Source data ::
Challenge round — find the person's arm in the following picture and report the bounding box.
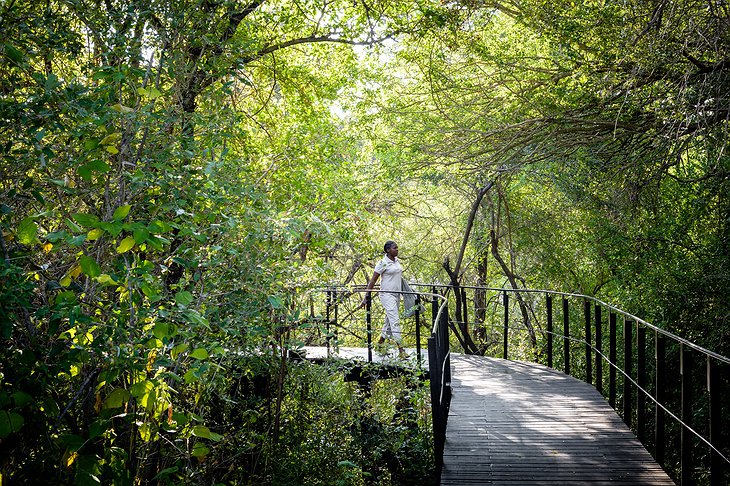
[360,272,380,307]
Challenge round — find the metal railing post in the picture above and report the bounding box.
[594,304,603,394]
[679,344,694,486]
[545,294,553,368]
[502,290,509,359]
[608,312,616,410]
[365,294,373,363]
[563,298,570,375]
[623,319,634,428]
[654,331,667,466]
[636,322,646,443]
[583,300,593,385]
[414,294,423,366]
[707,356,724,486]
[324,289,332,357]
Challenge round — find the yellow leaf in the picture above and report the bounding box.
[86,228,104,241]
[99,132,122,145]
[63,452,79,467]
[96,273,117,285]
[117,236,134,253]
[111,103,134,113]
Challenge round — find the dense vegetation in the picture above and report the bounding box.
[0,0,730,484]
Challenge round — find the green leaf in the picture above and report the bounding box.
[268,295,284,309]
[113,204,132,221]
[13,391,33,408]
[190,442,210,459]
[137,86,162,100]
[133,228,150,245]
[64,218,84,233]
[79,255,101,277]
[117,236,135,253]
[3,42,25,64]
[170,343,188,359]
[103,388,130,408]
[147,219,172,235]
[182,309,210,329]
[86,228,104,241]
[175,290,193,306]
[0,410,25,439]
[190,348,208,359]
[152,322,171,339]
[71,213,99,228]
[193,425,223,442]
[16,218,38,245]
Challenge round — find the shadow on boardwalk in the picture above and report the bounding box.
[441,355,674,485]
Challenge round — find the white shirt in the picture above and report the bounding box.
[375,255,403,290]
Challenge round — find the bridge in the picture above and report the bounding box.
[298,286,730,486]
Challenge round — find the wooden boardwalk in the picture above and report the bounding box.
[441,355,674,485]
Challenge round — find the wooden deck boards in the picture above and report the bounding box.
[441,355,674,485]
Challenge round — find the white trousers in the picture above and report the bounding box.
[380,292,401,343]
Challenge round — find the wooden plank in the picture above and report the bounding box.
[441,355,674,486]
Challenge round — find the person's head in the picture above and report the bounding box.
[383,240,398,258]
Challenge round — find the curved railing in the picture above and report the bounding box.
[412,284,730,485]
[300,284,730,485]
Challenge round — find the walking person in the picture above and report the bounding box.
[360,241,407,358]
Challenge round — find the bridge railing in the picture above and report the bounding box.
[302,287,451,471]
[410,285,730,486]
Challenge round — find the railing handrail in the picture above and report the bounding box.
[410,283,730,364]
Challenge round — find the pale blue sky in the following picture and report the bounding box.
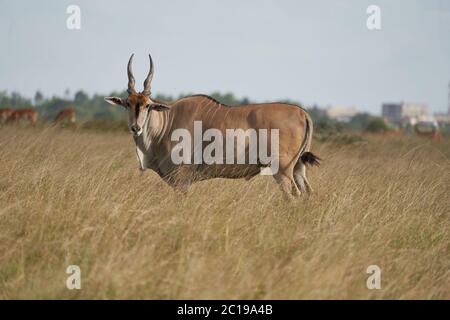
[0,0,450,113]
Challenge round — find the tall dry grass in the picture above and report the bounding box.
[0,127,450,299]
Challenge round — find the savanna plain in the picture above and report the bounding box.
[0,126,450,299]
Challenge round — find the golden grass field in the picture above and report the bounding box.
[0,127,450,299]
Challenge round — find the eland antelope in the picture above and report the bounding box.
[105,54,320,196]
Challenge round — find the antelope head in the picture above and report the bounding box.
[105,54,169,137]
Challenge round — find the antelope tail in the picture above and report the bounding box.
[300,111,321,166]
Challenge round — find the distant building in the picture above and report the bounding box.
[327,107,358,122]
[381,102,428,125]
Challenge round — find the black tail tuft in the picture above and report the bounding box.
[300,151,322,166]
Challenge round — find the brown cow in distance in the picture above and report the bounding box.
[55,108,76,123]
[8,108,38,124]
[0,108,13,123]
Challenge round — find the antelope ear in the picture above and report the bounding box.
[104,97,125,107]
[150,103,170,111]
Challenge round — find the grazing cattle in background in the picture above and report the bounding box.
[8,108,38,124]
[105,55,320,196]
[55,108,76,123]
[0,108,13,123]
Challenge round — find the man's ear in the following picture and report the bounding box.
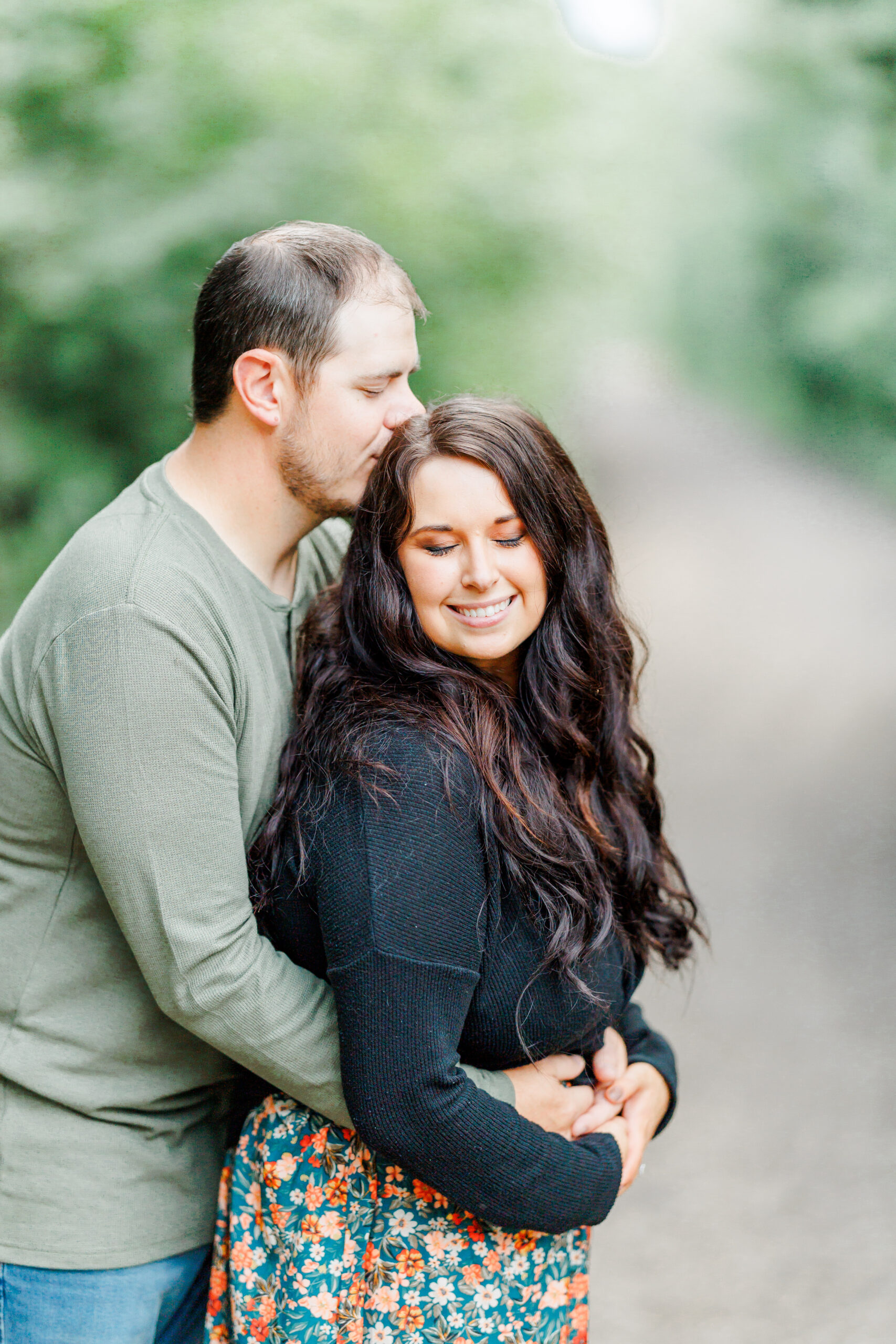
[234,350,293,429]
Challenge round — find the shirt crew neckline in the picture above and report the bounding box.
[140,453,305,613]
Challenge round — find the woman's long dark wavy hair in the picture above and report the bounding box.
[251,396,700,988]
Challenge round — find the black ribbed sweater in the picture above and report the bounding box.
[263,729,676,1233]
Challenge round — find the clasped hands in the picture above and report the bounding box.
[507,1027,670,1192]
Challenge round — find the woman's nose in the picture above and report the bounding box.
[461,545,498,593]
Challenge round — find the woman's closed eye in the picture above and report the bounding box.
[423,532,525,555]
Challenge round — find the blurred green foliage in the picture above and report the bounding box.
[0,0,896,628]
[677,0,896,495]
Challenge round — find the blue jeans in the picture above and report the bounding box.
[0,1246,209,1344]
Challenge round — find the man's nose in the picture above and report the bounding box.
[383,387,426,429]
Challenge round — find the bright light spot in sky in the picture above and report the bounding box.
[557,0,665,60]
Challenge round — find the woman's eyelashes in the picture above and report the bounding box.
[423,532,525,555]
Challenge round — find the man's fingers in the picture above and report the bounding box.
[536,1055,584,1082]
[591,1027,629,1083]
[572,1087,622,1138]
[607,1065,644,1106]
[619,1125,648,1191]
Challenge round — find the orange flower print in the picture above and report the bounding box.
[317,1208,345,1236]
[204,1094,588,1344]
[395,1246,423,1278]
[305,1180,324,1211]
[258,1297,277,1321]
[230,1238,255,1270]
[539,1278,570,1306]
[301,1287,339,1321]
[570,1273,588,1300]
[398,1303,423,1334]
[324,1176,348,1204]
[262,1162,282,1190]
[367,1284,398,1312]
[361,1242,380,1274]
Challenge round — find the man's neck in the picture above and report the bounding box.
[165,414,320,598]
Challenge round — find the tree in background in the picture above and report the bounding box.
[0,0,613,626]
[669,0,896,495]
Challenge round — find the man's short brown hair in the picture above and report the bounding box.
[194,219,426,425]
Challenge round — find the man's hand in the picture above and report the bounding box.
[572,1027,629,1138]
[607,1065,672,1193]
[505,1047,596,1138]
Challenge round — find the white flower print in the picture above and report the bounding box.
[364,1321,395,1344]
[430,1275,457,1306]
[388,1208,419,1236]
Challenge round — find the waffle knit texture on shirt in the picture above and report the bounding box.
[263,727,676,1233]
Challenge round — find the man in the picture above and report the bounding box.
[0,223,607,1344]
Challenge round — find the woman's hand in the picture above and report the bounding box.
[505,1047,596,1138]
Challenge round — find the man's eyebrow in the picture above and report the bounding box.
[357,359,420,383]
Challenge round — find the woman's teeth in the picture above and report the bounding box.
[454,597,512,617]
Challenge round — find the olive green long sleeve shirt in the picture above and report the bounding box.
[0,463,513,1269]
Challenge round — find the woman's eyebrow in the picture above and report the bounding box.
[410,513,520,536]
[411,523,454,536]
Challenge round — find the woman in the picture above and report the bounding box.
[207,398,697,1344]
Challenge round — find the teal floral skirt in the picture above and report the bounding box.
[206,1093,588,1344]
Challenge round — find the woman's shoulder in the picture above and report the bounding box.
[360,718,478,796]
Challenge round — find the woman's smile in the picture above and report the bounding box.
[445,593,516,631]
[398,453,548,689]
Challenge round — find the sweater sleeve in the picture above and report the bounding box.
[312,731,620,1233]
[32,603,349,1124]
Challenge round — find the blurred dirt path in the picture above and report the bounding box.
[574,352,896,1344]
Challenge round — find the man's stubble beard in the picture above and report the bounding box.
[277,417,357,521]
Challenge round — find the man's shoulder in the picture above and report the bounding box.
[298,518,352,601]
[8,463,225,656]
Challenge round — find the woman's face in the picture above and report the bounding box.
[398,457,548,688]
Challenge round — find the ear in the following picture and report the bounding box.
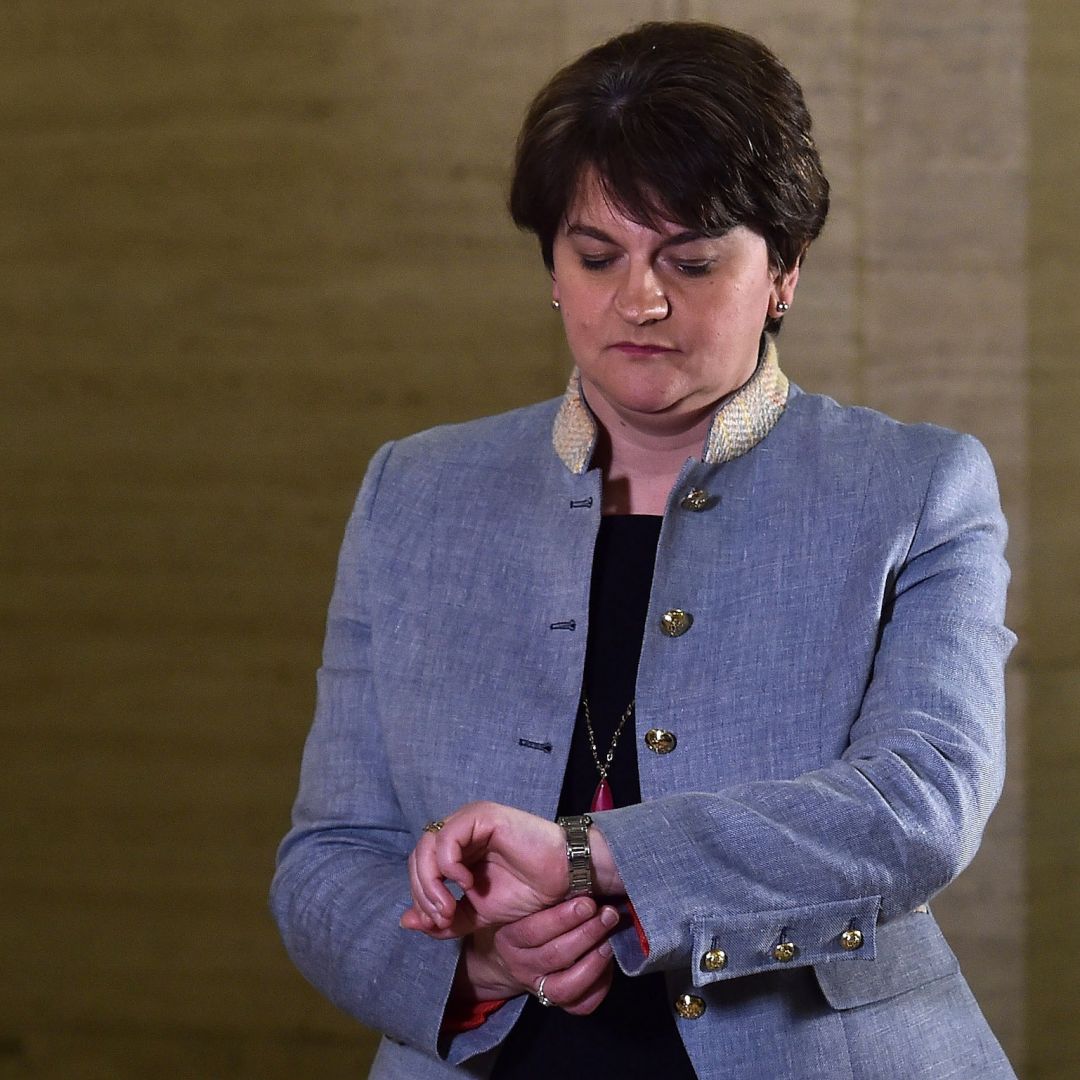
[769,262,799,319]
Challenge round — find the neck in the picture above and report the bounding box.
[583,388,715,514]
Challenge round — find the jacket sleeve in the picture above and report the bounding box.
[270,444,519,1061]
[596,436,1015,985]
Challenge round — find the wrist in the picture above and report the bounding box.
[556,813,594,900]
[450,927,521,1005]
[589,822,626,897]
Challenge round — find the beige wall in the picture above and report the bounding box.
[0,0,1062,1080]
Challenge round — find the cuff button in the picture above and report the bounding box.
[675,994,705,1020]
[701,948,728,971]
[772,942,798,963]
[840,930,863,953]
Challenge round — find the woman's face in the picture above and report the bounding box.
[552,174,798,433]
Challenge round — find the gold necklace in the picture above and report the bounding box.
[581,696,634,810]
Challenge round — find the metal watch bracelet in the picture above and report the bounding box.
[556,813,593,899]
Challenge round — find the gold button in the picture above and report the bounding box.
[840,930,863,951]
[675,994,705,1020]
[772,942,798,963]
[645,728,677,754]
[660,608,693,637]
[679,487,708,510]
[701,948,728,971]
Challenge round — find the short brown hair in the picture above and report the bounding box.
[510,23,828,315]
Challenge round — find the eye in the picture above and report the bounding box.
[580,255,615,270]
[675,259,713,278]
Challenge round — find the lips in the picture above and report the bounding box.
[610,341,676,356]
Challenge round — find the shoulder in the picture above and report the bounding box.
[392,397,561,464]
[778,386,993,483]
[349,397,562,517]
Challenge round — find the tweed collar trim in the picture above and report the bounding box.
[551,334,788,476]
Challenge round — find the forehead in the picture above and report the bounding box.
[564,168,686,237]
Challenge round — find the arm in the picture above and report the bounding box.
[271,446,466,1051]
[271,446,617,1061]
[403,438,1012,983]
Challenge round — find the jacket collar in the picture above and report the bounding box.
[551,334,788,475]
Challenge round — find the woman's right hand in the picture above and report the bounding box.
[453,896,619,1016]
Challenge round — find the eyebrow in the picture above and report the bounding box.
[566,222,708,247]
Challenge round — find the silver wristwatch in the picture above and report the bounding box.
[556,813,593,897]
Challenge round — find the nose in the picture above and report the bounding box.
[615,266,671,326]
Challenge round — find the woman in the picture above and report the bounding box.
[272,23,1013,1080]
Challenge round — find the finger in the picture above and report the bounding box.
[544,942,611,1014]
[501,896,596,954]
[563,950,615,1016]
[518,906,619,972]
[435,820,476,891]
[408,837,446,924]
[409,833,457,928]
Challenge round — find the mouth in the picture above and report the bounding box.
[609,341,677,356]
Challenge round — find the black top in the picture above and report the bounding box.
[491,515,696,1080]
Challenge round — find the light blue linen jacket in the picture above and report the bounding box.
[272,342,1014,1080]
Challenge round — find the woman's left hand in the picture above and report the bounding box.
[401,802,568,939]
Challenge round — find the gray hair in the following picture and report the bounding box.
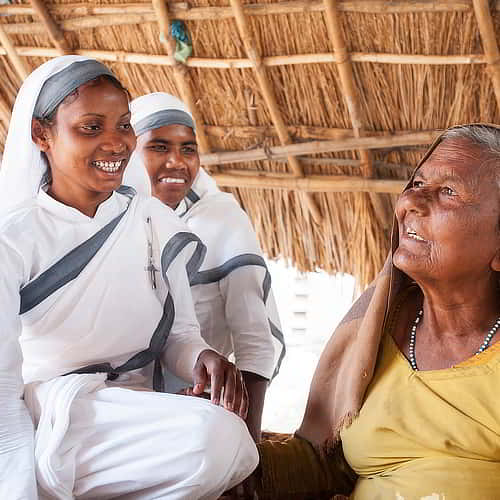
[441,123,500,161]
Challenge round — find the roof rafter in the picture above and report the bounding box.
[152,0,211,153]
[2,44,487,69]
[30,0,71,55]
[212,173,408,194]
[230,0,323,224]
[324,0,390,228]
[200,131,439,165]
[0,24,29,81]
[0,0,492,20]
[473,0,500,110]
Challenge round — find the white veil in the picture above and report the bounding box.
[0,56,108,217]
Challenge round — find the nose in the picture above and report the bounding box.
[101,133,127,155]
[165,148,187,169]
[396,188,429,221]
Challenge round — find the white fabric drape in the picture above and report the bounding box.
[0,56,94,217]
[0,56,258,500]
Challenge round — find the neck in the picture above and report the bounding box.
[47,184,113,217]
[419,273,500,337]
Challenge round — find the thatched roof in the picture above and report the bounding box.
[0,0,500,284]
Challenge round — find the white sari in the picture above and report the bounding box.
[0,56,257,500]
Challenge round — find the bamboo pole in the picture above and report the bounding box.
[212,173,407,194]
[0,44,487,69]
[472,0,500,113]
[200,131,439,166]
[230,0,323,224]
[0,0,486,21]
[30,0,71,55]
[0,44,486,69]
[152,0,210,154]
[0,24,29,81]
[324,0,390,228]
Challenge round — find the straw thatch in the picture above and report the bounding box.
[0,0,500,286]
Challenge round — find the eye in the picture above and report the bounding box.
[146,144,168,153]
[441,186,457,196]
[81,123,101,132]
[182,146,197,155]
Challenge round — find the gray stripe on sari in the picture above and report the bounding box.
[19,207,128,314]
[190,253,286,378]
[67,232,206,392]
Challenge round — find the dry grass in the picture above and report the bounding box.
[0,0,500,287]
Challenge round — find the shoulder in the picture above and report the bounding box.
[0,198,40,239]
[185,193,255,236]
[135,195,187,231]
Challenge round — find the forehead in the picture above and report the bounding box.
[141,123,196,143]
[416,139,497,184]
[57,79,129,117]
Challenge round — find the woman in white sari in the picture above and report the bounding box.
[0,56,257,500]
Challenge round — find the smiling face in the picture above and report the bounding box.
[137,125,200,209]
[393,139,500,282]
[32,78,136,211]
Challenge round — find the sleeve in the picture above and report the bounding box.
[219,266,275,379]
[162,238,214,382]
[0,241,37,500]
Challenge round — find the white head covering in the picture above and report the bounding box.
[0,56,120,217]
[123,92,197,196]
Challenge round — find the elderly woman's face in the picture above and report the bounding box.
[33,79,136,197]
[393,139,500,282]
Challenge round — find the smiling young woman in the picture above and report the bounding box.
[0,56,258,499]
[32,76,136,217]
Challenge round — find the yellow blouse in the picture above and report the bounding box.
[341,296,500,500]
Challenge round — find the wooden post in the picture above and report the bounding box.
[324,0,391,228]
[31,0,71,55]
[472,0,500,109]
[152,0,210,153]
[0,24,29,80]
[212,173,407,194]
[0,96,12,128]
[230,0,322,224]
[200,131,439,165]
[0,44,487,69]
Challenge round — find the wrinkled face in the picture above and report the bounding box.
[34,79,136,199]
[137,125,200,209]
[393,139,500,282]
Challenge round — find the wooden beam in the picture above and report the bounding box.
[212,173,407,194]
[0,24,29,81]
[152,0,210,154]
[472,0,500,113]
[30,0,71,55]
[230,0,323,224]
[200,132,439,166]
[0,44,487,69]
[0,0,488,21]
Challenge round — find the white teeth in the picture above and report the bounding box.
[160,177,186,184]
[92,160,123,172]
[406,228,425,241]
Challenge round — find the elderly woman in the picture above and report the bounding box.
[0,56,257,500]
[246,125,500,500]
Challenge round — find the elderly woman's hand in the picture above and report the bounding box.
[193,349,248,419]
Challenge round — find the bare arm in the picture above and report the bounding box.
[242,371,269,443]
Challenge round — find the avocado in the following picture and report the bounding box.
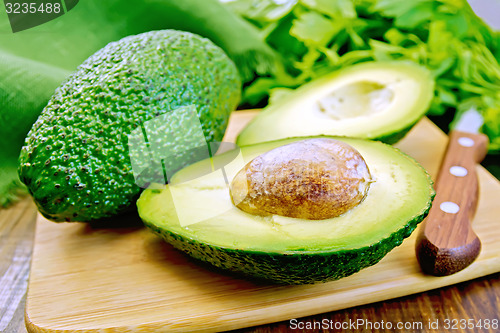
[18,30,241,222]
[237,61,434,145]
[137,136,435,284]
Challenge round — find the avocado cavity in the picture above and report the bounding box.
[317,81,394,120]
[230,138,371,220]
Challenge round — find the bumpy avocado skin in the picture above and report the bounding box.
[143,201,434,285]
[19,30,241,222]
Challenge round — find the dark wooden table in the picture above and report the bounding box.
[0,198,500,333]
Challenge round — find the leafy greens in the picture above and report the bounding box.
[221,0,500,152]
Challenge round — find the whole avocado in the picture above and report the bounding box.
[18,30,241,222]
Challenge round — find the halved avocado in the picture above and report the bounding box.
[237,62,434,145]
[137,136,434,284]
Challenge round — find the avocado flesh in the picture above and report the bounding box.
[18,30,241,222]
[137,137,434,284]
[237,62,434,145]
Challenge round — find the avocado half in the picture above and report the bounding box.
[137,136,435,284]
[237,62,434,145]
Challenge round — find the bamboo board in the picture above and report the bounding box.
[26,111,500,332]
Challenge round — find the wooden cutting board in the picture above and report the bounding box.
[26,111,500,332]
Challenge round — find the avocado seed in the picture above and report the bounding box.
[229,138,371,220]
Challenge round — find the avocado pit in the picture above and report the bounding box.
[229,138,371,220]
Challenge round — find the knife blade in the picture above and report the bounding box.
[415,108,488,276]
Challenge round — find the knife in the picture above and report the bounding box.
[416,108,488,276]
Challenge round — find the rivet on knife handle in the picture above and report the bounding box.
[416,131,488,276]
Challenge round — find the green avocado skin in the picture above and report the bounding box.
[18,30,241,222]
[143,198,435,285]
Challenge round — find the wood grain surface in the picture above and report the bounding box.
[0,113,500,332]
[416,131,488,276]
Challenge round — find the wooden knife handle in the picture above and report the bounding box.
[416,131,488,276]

What the exercise asks :: Pull out the stretch of the listing above from the line containing "Challenge round — find the man's shoulder" through the line containing "[610,341,676,356]", both included, and reproduce it verbatim. Omit the pictures.

Result for this task ::
Challenge round — find the man's shoulder in the picture above and report the bounding box.
[298,518,352,601]
[8,463,225,656]
Challenge round — find the woman's face in the picture above and report the bounding box.
[398,457,548,688]
Challenge round — find the ear in the following picture and report the bounding box.
[769,262,799,319]
Challenge round — find the neck in the picture above and report the bounding box.
[583,388,715,514]
Challenge round — find the jacket sleeve in the picture above and report the bounding box.
[270,444,519,1061]
[596,436,1015,985]
Challenge round — find the wrist in the picture above and report the bounding box.
[556,813,594,900]
[450,927,521,1005]
[589,822,626,897]
Challenge round — find the beige wall in the picture above and report the bounding box.
[0,0,1062,1080]
Challenge round — find the cuff button in the picture above and report the bounding box.
[675,994,705,1020]
[701,948,728,971]
[772,942,798,963]
[840,930,863,953]
Challenge round — find the woman's face in the picture above and report the bounding box.
[552,174,798,433]
Challenge round — find the gold necklace in the picture above and report the bounding box.
[581,696,634,810]
Challenge round — find the metal watch bracelet in the picture above and report the bounding box.
[556,813,593,899]
Challenge round — find the gold button in the picture above and report the bounding box.
[840,930,863,951]
[675,994,705,1020]
[772,942,798,963]
[645,728,677,754]
[660,608,693,637]
[679,487,708,510]
[701,948,728,971]
Challenge round — find the short brown hair in the picture above and report the bounding box.
[510,23,828,315]
Challenge round — find the eye in the picture above and report the bounding box.
[580,255,615,270]
[675,259,713,278]
Challenge round — find the lips in the picture above and report the bounding box.
[610,341,676,356]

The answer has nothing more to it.